## [TASKS]
A - In the worked slope-intercept problem, what value is found for the y-intercept b?
B - Return every line of the records that contains the string "parked".
====== SOURCE DOCUMENT ======
Question

a line has a slope of -\frac{4}{5} and passes through the point (-11, 10). write its equation in slope - intercept form.
write your answer using integers, proper fractions, and improper fractions in simplest form.

Explanation:

Step1: Recall slope - intercept form

The slope - intercept form of a line is $y = mx + b$, where $m$ is the slope and $b$ is the y - intercept. We know $m=-\frac{4}{5}$, so the equation is $y =-\frac{4}{5}x + b$.

Step2: Substitute the point into the equation

Substitute $x=-11$ and $y = 10$ into $y=-\frac{4}{5}x + b$. We get $10=-\frac{4}{5}\times(-11)+b$.

Step3: Simplify the right - hand side

$-\frac{4}{5}\times(-11)=\frac{44}{5}$, so the equation becomes $10=\frac{44}{5}+b$.

Step4: Solve for $b$

Subtract $\frac{44}{5}$ from both sides. $b = 10-\frac{44}{5}=\frac{50}{5}-\frac{44}{5}=\frac{50 - 44}{5}=\frac{6}{5}$.

Step5: Write the final equation

The equation of the line in slope - intercept form is $y=-\frac{4}{5}x+\frac{6}{5}$.

Answer:

$y =-\frac{4}{5}x+\frac{6}{5}$
====== SUPPLIED DATA ======
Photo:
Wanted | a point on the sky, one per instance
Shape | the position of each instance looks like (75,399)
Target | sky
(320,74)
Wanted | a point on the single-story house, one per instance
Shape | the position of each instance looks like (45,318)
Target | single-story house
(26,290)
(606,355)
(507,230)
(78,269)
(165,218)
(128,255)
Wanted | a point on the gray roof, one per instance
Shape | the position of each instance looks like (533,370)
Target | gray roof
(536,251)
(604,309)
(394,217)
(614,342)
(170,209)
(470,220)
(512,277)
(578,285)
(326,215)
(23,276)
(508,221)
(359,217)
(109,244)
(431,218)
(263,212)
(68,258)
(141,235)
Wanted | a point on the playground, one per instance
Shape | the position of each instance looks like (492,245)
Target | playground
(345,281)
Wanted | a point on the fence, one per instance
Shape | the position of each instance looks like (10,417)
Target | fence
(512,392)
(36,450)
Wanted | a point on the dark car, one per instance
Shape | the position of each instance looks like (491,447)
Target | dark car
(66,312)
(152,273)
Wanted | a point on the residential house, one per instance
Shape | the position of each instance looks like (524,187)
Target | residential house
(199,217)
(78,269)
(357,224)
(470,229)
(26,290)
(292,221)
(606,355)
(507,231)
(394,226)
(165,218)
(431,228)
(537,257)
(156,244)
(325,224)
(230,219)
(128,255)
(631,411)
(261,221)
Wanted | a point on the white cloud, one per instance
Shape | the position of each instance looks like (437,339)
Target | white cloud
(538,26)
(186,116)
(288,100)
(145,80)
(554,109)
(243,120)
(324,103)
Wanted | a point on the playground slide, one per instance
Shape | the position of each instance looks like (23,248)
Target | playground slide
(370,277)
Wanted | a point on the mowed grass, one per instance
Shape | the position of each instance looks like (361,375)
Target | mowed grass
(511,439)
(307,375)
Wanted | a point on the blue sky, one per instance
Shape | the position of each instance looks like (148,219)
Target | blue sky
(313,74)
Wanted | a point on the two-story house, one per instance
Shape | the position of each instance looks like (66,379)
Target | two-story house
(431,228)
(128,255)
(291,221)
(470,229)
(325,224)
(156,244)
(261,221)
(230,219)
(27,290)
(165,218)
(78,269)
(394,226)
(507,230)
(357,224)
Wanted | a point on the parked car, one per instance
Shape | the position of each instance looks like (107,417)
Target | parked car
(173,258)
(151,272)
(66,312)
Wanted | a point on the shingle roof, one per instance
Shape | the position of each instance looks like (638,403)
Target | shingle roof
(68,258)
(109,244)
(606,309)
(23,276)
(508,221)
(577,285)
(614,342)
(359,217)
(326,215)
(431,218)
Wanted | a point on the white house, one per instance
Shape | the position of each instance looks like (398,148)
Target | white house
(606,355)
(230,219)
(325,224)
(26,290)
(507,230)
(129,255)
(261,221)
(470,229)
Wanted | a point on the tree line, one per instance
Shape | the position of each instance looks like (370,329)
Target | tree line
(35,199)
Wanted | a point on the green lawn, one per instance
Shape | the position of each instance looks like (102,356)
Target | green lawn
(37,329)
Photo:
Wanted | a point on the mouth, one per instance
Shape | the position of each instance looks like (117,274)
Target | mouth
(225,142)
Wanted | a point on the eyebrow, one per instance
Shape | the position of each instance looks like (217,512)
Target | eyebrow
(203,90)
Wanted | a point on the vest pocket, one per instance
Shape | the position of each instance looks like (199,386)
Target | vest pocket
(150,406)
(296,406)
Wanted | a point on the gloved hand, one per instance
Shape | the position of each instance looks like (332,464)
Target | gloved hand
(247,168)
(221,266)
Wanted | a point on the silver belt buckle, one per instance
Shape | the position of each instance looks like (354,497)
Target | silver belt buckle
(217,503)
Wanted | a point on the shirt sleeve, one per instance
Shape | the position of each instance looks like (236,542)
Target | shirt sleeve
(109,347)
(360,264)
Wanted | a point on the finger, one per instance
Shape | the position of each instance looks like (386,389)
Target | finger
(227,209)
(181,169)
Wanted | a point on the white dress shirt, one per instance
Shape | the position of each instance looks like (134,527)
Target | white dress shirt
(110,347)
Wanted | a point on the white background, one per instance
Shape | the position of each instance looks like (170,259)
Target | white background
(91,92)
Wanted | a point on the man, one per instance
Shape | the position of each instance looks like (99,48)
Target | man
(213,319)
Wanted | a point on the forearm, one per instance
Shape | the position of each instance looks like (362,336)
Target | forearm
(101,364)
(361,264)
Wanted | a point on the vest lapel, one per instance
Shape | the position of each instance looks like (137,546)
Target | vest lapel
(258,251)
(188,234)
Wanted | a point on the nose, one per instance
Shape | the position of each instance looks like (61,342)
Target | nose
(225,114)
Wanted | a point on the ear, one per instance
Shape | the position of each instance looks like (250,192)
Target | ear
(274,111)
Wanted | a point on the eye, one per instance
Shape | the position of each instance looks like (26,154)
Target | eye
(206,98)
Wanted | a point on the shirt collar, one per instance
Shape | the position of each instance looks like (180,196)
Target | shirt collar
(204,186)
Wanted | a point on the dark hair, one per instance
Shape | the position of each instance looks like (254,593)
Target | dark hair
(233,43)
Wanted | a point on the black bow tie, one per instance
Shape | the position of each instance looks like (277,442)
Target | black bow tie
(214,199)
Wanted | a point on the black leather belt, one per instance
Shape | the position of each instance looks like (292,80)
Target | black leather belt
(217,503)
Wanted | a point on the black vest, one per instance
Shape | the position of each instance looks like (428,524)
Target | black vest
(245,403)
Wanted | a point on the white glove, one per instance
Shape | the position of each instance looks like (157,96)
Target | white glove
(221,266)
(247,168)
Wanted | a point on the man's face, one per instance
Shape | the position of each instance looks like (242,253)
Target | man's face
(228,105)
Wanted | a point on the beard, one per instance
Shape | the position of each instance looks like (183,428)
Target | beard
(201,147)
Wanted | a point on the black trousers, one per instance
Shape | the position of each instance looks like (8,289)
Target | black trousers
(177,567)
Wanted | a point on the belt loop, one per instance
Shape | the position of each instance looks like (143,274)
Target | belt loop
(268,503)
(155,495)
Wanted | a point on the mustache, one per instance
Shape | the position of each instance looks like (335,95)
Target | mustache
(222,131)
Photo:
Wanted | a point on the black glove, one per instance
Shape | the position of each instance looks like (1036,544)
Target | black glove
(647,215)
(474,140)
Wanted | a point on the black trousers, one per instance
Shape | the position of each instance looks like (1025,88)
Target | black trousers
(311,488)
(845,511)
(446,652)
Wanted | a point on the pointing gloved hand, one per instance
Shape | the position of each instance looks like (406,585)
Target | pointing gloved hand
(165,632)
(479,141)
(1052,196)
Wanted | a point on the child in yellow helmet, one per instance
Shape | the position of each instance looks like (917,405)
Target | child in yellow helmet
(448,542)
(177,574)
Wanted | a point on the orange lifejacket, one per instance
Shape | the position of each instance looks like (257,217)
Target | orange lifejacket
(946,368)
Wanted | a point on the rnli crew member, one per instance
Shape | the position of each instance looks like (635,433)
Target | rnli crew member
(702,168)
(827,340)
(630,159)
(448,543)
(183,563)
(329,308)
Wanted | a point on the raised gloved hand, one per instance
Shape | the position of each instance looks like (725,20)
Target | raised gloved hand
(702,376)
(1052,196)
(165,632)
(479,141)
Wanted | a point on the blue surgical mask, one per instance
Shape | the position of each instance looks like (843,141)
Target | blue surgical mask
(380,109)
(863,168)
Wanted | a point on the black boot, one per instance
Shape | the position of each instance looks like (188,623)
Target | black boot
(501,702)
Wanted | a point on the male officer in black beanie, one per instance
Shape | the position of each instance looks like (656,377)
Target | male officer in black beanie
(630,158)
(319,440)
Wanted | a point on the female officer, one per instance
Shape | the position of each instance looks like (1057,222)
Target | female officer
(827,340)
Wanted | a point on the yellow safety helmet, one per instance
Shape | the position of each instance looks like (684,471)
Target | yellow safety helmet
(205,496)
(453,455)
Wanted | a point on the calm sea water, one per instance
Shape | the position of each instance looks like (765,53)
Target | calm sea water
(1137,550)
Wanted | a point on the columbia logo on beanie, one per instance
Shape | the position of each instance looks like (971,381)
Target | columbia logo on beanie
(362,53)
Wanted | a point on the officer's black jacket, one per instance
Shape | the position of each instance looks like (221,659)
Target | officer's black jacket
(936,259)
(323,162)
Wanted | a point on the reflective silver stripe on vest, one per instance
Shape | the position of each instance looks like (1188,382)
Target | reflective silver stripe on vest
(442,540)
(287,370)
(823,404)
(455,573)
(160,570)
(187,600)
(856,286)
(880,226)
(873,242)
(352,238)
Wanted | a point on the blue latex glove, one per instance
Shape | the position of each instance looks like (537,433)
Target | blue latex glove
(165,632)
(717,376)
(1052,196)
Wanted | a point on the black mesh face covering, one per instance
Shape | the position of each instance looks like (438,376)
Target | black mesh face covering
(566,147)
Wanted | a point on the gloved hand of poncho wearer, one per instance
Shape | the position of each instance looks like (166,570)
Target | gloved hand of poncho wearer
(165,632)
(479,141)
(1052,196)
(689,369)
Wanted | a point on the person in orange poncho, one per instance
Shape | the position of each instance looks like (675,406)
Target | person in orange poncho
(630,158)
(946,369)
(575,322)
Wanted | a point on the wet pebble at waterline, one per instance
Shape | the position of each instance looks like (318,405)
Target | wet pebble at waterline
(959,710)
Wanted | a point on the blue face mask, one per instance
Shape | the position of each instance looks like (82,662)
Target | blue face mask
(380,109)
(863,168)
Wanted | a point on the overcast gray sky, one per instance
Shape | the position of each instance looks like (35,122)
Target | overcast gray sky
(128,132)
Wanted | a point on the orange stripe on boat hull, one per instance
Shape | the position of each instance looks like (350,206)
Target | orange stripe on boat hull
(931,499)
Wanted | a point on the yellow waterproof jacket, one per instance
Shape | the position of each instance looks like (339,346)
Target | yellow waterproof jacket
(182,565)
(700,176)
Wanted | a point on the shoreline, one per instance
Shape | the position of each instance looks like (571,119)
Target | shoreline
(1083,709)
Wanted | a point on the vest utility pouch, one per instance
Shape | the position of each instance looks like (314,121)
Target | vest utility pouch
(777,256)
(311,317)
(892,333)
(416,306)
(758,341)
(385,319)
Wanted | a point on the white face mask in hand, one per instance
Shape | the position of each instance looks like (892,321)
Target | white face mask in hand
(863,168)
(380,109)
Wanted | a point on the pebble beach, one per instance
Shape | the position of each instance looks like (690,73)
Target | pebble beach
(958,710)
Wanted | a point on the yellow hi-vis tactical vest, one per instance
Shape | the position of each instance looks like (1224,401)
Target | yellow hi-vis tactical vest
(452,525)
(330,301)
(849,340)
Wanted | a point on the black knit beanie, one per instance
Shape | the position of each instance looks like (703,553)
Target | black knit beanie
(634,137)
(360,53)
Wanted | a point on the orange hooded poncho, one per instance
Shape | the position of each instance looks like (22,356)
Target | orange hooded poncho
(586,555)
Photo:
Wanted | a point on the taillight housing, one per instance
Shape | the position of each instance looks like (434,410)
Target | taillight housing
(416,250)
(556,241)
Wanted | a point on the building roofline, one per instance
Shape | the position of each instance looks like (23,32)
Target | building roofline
======
## [SOLUTIONS IN ORDER]
A - b = 6/5

B -
Wanted | a point on the parked car, one per instance
Target | parked car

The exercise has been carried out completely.